▸ What the task asks
State how many lines in the rows below contain the word "black", giving only the number.

▸ Listed records

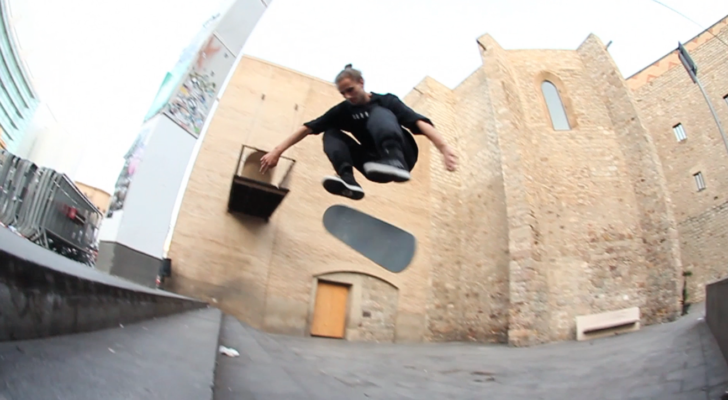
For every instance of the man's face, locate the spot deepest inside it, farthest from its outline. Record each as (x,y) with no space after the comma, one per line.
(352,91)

...

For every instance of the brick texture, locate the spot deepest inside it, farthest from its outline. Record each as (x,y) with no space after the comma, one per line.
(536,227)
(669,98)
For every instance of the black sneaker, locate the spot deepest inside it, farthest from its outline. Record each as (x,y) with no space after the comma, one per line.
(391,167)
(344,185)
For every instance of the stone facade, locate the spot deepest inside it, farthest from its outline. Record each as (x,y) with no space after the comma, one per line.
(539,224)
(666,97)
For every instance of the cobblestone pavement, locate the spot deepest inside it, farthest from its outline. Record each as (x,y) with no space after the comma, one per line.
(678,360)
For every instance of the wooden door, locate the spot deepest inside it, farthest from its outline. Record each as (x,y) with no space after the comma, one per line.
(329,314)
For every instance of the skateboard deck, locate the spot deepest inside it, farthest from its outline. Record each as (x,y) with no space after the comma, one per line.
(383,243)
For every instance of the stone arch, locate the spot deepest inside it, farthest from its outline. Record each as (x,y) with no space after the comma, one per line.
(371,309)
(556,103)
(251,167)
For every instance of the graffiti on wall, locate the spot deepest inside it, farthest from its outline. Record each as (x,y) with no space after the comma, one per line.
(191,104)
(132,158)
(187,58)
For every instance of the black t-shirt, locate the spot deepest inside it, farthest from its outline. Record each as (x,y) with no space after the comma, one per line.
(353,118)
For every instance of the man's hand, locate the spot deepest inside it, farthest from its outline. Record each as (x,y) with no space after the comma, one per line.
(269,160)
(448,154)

* * *

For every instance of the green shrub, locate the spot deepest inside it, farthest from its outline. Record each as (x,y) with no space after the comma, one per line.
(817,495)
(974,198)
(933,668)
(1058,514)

▸ Completed exercise
2